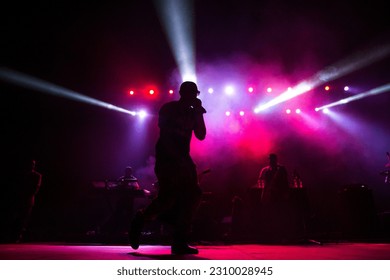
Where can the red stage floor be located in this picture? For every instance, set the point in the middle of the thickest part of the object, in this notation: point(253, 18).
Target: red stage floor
point(327, 251)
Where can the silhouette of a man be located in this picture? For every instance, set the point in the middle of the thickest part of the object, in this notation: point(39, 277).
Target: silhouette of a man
point(175, 170)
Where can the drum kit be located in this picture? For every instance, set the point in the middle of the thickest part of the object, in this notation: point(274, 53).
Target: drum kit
point(386, 173)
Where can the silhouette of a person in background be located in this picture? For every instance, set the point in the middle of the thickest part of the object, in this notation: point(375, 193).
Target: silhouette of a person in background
point(175, 170)
point(128, 180)
point(273, 179)
point(29, 186)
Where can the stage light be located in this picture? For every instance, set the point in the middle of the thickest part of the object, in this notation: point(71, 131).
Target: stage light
point(229, 90)
point(142, 114)
point(377, 90)
point(176, 17)
point(337, 70)
point(49, 88)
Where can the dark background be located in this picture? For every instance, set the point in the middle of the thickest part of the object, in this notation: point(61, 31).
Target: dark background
point(103, 49)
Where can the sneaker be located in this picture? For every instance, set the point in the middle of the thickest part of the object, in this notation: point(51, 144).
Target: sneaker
point(184, 250)
point(135, 230)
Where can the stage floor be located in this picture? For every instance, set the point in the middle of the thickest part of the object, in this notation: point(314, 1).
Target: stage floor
point(311, 251)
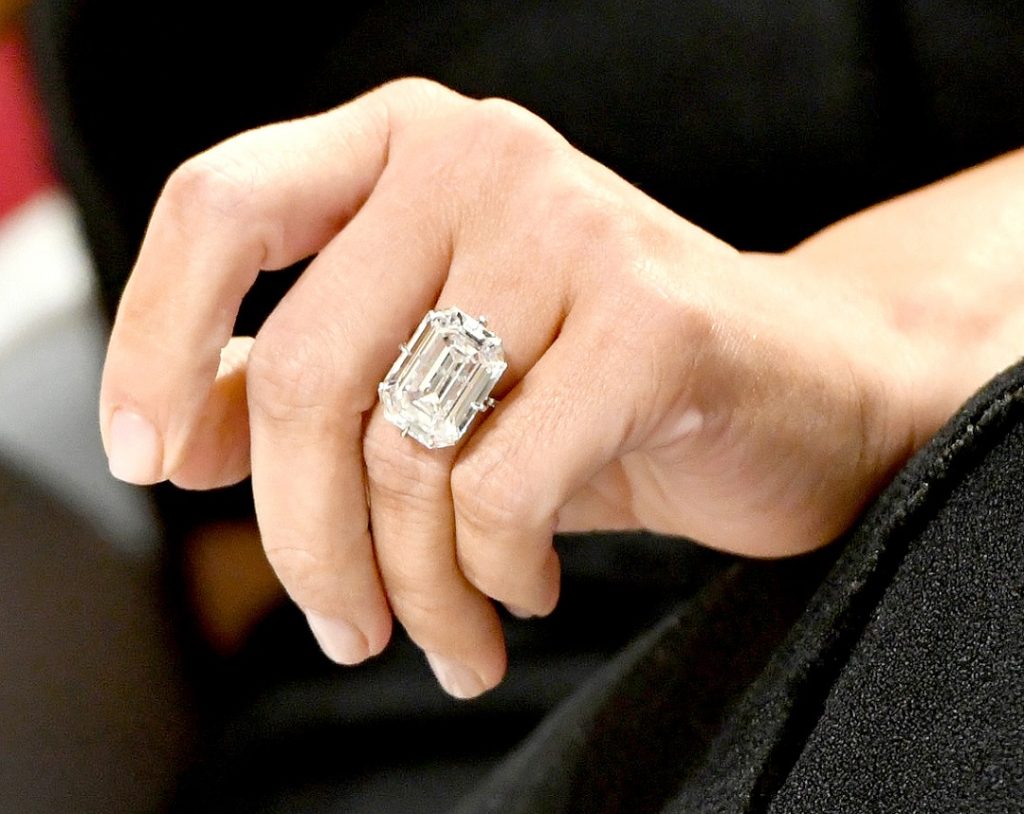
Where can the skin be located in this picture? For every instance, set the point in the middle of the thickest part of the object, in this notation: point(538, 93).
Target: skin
point(657, 378)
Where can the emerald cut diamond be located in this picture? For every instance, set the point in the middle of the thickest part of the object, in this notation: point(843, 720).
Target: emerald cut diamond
point(442, 378)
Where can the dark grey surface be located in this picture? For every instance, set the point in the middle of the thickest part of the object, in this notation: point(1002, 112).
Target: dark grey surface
point(92, 716)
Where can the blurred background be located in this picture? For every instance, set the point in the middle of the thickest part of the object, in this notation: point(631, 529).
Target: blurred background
point(91, 714)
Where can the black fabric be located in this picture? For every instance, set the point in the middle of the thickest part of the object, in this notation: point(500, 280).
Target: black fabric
point(762, 121)
point(296, 733)
point(898, 689)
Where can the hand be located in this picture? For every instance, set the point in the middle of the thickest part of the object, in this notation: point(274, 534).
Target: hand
point(656, 377)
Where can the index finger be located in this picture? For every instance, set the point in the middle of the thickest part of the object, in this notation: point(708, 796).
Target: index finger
point(262, 200)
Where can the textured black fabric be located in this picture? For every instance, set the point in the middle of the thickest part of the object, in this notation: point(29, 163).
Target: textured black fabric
point(762, 121)
point(295, 733)
point(898, 689)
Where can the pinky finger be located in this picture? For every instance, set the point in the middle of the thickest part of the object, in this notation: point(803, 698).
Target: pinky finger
point(217, 453)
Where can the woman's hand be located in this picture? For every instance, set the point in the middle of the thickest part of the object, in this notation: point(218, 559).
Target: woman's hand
point(656, 377)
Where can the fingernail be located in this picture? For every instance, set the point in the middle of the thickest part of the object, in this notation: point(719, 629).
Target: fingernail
point(457, 680)
point(341, 641)
point(136, 452)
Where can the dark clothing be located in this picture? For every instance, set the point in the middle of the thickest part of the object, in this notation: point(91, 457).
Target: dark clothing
point(898, 686)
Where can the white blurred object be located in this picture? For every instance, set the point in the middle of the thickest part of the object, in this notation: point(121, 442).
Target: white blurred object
point(44, 267)
point(52, 338)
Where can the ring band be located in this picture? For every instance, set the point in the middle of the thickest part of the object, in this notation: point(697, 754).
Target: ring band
point(442, 378)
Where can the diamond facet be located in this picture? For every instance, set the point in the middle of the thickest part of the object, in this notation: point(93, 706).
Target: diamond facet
point(442, 378)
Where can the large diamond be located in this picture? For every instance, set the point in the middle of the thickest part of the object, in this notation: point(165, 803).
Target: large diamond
point(442, 378)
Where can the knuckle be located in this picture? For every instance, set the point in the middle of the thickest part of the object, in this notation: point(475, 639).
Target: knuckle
point(398, 479)
point(220, 182)
point(302, 574)
point(488, 491)
point(503, 134)
point(292, 374)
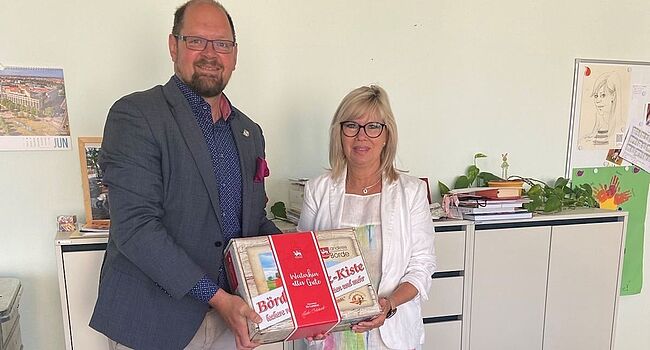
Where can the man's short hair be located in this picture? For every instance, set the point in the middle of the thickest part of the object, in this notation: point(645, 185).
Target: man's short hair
point(179, 15)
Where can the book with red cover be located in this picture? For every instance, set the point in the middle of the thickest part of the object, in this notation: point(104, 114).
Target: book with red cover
point(490, 192)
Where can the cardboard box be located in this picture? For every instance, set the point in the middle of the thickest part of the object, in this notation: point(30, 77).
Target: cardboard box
point(301, 284)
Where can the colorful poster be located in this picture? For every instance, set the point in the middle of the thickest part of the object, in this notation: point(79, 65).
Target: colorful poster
point(622, 188)
point(33, 109)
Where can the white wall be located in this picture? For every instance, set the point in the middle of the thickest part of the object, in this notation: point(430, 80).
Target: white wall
point(463, 77)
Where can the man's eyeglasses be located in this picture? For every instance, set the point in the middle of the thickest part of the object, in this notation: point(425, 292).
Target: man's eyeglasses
point(196, 43)
point(372, 129)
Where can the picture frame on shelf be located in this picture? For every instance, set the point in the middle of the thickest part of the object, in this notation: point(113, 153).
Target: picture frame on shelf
point(95, 194)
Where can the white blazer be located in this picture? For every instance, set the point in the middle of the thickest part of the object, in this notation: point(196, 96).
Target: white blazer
point(407, 244)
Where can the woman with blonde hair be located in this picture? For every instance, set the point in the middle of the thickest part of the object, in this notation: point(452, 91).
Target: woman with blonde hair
point(390, 213)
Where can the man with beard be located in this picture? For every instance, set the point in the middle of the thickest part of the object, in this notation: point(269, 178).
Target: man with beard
point(185, 173)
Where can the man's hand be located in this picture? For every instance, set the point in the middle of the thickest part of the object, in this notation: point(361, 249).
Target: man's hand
point(236, 312)
point(376, 321)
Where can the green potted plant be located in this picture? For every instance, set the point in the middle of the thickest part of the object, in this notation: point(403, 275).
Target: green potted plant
point(544, 197)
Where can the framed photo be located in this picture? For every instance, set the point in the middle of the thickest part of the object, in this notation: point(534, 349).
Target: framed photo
point(95, 193)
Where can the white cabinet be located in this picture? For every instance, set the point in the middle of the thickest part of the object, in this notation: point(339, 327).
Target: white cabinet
point(509, 288)
point(583, 286)
point(79, 261)
point(549, 283)
point(443, 312)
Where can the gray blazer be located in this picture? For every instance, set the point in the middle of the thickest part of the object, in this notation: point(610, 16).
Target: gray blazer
point(165, 217)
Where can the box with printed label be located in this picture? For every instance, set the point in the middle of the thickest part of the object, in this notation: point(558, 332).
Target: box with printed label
point(301, 284)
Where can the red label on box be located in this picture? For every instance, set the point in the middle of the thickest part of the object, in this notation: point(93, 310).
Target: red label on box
point(304, 277)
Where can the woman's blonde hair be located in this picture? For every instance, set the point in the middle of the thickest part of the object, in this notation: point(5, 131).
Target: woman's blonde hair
point(371, 100)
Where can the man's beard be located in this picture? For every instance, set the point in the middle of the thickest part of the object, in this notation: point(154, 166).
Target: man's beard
point(208, 85)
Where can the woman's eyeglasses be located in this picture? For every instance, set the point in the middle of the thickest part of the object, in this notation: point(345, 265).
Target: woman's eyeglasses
point(372, 129)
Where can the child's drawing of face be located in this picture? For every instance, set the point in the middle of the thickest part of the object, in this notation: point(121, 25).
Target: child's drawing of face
point(603, 100)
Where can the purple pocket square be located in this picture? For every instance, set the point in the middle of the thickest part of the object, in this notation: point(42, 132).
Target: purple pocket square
point(262, 170)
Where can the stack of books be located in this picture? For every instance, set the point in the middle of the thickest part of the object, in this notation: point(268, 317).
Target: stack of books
point(484, 204)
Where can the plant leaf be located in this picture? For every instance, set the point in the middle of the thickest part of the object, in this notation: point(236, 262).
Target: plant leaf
point(553, 204)
point(443, 188)
point(561, 182)
point(462, 182)
point(472, 172)
point(535, 191)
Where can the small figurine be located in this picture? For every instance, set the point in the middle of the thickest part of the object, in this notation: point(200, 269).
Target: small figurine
point(67, 223)
point(504, 166)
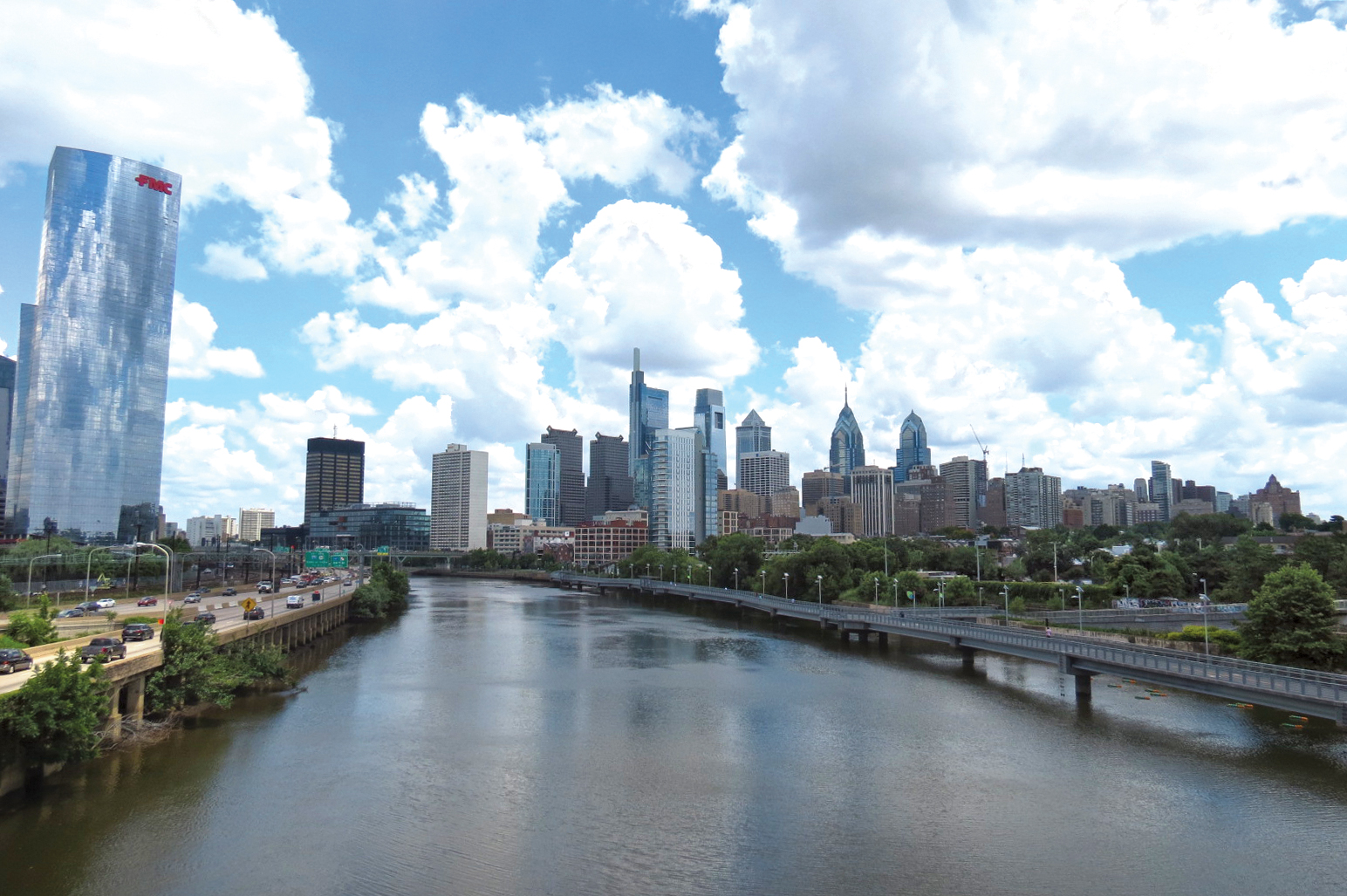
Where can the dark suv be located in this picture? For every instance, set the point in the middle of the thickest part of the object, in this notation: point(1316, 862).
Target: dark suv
point(11, 660)
point(138, 633)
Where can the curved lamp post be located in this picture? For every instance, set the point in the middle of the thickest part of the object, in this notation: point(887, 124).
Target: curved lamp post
point(272, 603)
point(168, 566)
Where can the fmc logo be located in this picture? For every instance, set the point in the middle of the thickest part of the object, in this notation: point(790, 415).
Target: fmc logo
point(162, 186)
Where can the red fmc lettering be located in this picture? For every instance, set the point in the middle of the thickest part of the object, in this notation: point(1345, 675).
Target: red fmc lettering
point(162, 186)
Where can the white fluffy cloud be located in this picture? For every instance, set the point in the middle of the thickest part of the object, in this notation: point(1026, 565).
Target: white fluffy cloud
point(192, 354)
point(1039, 123)
point(200, 86)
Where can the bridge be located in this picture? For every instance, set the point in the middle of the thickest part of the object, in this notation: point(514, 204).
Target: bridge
point(1295, 690)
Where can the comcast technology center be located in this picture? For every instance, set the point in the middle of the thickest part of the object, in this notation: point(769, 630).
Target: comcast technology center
point(93, 352)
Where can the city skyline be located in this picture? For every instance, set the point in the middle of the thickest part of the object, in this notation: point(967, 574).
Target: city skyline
point(470, 256)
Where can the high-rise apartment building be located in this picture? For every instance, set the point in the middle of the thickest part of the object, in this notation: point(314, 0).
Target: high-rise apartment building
point(764, 472)
point(708, 416)
point(458, 499)
point(544, 482)
point(1161, 488)
point(648, 411)
point(252, 520)
point(683, 475)
point(846, 450)
point(752, 435)
point(93, 352)
point(817, 485)
point(872, 492)
point(1034, 499)
point(334, 475)
point(611, 487)
point(968, 482)
point(913, 446)
point(571, 448)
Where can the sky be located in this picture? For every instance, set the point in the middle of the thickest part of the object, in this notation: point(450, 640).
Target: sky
point(1087, 235)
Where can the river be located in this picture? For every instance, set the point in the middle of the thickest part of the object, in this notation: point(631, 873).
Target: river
point(514, 739)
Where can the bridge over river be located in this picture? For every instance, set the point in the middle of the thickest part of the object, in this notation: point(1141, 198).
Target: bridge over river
point(1296, 690)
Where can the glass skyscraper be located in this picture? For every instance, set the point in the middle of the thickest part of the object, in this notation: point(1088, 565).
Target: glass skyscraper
point(913, 448)
point(846, 450)
point(93, 352)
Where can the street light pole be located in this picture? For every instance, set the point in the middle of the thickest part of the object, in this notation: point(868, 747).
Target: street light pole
point(274, 582)
point(168, 566)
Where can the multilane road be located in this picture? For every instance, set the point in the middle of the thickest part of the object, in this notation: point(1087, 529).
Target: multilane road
point(227, 619)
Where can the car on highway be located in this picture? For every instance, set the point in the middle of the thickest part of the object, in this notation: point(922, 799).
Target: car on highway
point(103, 650)
point(11, 660)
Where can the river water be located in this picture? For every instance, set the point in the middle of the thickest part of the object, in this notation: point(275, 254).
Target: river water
point(510, 739)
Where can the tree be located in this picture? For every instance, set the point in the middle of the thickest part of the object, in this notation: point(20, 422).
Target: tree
point(1290, 621)
point(54, 717)
point(31, 628)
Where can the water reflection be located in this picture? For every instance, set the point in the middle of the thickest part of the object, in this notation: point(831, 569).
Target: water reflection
point(507, 739)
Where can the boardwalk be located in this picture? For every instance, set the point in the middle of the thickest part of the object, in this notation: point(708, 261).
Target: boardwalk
point(1322, 694)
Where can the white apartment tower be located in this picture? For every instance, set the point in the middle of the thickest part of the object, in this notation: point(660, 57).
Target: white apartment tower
point(458, 500)
point(252, 520)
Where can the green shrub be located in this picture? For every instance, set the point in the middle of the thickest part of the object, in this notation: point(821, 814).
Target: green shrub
point(31, 628)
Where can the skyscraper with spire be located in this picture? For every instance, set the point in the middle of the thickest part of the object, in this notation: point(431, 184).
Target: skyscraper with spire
point(913, 448)
point(648, 413)
point(847, 446)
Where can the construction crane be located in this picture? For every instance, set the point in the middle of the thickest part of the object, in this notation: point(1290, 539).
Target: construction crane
point(985, 450)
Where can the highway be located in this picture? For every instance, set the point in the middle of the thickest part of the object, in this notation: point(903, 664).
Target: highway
point(227, 619)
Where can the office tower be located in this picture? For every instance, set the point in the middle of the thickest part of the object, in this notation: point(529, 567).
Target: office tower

AIM.
Put the stretch from the line containing "Where can the skyscraper" through the end of the entries into a Markdown table with the columns Row and Line, numbering each row and leaving out blank lines.

REPLY.
| Row | Line |
|---|---|
| 1 | Where can the skyscraper with spire be located in this picture? For every instance, set the point in the middle of the thickest part of the object, in this notation: point(431, 184). |
| 2 | Target: skyscraper with spire |
| 3 | point(913, 448) |
| 4 | point(648, 413) |
| 5 | point(847, 446) |
| 6 | Where can the construction crane be located in this picture? For every instance, set the point in the middle of the thickest part of the object, in this notation: point(1290, 539). |
| 7 | Target: construction crane |
| 8 | point(985, 450) |
| 9 | Where can the highway be located in this picture? For every instance, set the point in the middle of the thickest part of the object, in this notation: point(903, 664). |
| 10 | Target: highway |
| 11 | point(227, 619) |
| 12 | Where can the office tower be located in this picture? For every instance, set the point in the middle of the thickest part of the object, in this notation: point(529, 567). |
| 13 | Target: office tower |